Instructions to follow
Print each of the entries exactly, leaving nothing out.

Records from a data collection:

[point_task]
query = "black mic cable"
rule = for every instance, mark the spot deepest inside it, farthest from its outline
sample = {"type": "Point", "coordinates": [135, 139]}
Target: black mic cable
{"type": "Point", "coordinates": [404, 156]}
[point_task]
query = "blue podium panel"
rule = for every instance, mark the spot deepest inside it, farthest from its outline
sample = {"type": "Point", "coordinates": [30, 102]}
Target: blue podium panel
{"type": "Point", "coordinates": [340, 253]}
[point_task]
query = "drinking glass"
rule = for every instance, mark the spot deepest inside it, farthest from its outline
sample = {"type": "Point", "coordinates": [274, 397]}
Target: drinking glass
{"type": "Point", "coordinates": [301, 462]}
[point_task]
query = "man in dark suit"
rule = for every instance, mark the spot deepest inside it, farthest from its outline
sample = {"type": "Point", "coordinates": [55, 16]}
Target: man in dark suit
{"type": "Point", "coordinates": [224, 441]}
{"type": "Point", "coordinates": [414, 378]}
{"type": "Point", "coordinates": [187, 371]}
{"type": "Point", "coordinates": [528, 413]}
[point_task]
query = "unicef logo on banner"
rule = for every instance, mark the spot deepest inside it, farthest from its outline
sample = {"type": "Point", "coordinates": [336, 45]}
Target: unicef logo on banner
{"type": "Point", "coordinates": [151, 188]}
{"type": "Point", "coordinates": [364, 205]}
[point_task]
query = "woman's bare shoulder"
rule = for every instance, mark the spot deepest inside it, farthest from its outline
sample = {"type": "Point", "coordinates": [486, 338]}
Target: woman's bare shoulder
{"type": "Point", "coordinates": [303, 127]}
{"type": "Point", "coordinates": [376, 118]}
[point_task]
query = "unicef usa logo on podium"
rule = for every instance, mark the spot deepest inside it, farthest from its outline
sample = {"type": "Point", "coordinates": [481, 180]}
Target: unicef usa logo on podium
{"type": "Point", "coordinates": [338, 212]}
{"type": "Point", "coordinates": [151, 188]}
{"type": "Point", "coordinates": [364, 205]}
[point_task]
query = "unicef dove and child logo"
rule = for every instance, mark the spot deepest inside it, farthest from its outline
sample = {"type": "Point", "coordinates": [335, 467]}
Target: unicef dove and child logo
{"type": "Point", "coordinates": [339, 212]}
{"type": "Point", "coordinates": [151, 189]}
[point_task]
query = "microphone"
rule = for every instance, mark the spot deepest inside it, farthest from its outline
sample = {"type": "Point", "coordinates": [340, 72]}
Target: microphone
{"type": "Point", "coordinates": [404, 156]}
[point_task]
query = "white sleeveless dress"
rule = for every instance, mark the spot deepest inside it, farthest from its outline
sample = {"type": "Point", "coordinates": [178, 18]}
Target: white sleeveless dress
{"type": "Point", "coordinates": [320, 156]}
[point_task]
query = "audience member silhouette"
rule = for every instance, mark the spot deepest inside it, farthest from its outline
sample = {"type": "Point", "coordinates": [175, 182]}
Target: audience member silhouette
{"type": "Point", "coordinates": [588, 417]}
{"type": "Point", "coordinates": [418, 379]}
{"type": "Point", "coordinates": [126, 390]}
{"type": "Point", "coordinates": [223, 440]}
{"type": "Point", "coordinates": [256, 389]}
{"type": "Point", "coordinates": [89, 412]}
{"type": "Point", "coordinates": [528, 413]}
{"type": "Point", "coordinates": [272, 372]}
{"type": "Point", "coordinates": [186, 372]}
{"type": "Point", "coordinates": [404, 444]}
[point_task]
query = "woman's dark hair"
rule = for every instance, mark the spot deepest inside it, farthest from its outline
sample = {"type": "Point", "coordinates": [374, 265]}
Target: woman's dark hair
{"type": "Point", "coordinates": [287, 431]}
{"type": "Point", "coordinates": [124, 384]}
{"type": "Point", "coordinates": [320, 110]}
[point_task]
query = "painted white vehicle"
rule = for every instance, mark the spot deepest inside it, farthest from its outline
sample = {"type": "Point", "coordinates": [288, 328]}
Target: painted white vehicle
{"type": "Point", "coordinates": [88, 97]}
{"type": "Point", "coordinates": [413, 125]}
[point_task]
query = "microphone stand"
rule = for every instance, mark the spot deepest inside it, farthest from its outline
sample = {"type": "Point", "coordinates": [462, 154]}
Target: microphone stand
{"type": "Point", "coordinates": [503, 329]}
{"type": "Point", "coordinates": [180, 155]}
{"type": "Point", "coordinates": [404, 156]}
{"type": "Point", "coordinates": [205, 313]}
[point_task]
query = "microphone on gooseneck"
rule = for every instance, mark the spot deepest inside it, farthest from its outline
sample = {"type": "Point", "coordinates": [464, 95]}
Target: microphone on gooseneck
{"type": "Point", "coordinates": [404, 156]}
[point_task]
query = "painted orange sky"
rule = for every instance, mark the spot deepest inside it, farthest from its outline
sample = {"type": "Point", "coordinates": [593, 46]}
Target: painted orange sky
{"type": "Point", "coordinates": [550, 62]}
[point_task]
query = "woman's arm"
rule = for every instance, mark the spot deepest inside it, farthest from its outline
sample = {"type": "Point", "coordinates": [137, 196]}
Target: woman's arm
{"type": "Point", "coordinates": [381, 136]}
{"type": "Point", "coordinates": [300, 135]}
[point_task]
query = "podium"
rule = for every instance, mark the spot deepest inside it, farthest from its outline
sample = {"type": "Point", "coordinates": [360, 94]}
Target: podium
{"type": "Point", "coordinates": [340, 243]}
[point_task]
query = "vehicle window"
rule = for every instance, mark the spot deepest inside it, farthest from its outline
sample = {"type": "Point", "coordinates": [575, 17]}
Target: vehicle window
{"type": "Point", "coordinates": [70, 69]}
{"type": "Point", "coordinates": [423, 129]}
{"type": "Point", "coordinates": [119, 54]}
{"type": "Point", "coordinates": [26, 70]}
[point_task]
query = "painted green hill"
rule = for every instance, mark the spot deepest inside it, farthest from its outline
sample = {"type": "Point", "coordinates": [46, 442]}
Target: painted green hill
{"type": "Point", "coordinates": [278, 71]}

Solution for this task
[point_task]
query = "black mic cable"
rule = for every instance, mark the spot deepest inside it, farthest from its outline
sample = {"type": "Point", "coordinates": [135, 139]}
Target: black mic cable
{"type": "Point", "coordinates": [404, 156]}
[point_task]
query = "blue podium panel"
rule = for every instance, mark the spot deepest inside it, farthest from its outline
sample = {"type": "Point", "coordinates": [30, 102]}
Target: blue podium panel
{"type": "Point", "coordinates": [340, 253]}
[point_task]
query = "drinking glass"
rule = for every instance, mark the spot deepest inside it, farthest from its outline
sample = {"type": "Point", "coordinates": [274, 397]}
Target: drinking glass
{"type": "Point", "coordinates": [301, 462]}
[point_task]
query = "man in dark suit"
rule = for every instance, mark the spot deepest inside it, farthest from its outline
sample = {"type": "Point", "coordinates": [55, 16]}
Target: man in dark suit
{"type": "Point", "coordinates": [224, 441]}
{"type": "Point", "coordinates": [414, 378]}
{"type": "Point", "coordinates": [187, 371]}
{"type": "Point", "coordinates": [528, 413]}
[point_task]
query = "unicef logo on banner"
rule = for every instance, mark the spot deepest inside it, farthest from its outline
sample = {"type": "Point", "coordinates": [336, 45]}
Target: unicef logo on banner
{"type": "Point", "coordinates": [151, 188]}
{"type": "Point", "coordinates": [364, 205]}
[point_task]
query = "woman's bare shoulder"
rule = for every instance, mark the spot deepest inside it, farthest from its outline
sample = {"type": "Point", "coordinates": [486, 338]}
Target: woman's bare shoulder
{"type": "Point", "coordinates": [303, 127]}
{"type": "Point", "coordinates": [376, 118]}
[point_task]
query = "unicef usa logo on podium"
rule = for every instance, mark the spot deepest inside it, farthest from its outline
sample = {"type": "Point", "coordinates": [481, 180]}
Target: unicef usa logo on podium
{"type": "Point", "coordinates": [338, 212]}
{"type": "Point", "coordinates": [151, 188]}
{"type": "Point", "coordinates": [364, 205]}
[point_task]
query = "unicef dove and child logo"
rule = for every instance, mark the spot deepest inside it, farthest from its outline
sample = {"type": "Point", "coordinates": [335, 467]}
Target: unicef dove and child logo
{"type": "Point", "coordinates": [339, 212]}
{"type": "Point", "coordinates": [151, 189]}
[point_task]
query = "microphone"
rule = for every instance, mark the spot deepest inside it, farthest from its outline
sample = {"type": "Point", "coordinates": [340, 72]}
Target: microphone
{"type": "Point", "coordinates": [404, 156]}
[point_task]
query = "white sleeveless dress"
rule = for every instance, mark the spot deepest inside it, farthest from its outline
sample = {"type": "Point", "coordinates": [178, 18]}
Target: white sleeveless dress
{"type": "Point", "coordinates": [320, 156]}
[point_task]
query = "audience member silhouette"
rule = for every instance, mark the spot deepest inside it, farthest from its outline
sample = {"type": "Point", "coordinates": [175, 182]}
Target: audience member silhouette
{"type": "Point", "coordinates": [588, 417]}
{"type": "Point", "coordinates": [418, 379]}
{"type": "Point", "coordinates": [126, 390]}
{"type": "Point", "coordinates": [223, 440]}
{"type": "Point", "coordinates": [256, 389]}
{"type": "Point", "coordinates": [89, 412]}
{"type": "Point", "coordinates": [528, 413]}
{"type": "Point", "coordinates": [272, 372]}
{"type": "Point", "coordinates": [186, 372]}
{"type": "Point", "coordinates": [404, 444]}
[point_task]
query = "woman's dark hair"
rule = for every instance, mark the spot deepest inside it, farthest from its outline
sample = {"type": "Point", "coordinates": [374, 265]}
Target: woman's dark hair
{"type": "Point", "coordinates": [287, 431]}
{"type": "Point", "coordinates": [124, 384]}
{"type": "Point", "coordinates": [320, 110]}
[point_task]
query = "painted white vehicle"
rule = for every instance, mark the spot deepest inside it, farthest from its outline
sample = {"type": "Point", "coordinates": [288, 328]}
Target: painted white vehicle
{"type": "Point", "coordinates": [88, 97]}
{"type": "Point", "coordinates": [413, 125]}
[point_task]
query = "microphone stand"
rule = for every instance, mark the spot deepest inside it, farthest from its outline
sample = {"type": "Point", "coordinates": [462, 154]}
Target: microphone stand
{"type": "Point", "coordinates": [503, 329]}
{"type": "Point", "coordinates": [180, 155]}
{"type": "Point", "coordinates": [404, 156]}
{"type": "Point", "coordinates": [205, 313]}
[point_task]
query = "microphone on gooseneck"
rule = for every instance, mark the spot deepest inside it, farthest from its outline
sample = {"type": "Point", "coordinates": [464, 95]}
Target: microphone on gooseneck
{"type": "Point", "coordinates": [404, 156]}
[point_task]
query = "painted orange sky"
rule = for every instance, mark the spot deepest inside it, farthest from its outline
sample = {"type": "Point", "coordinates": [593, 46]}
Target: painted orange sky
{"type": "Point", "coordinates": [550, 62]}
[point_task]
query = "woman's arm"
rule = for every instance, mark the spot deepest inside it, farthest from its outline
sample = {"type": "Point", "coordinates": [137, 196]}
Target: woman's arm
{"type": "Point", "coordinates": [381, 136]}
{"type": "Point", "coordinates": [300, 135]}
[point_task]
query = "podium"
rule = for every instance, mark the spot deepest inside it, farthest from its outline
sample = {"type": "Point", "coordinates": [360, 94]}
Target: podium
{"type": "Point", "coordinates": [340, 243]}
[point_task]
query = "vehicle window"
rule = for every instance, mark the spot deepest inside it, farthest from its outline
sample = {"type": "Point", "coordinates": [575, 17]}
Target: vehicle window
{"type": "Point", "coordinates": [70, 69]}
{"type": "Point", "coordinates": [423, 129]}
{"type": "Point", "coordinates": [119, 54]}
{"type": "Point", "coordinates": [26, 70]}
[point_task]
query = "painted green hill"
rule = for every instance, mark the spot deepest inside it, farthest from its outline
sample = {"type": "Point", "coordinates": [46, 442]}
Target: painted green hill
{"type": "Point", "coordinates": [278, 71]}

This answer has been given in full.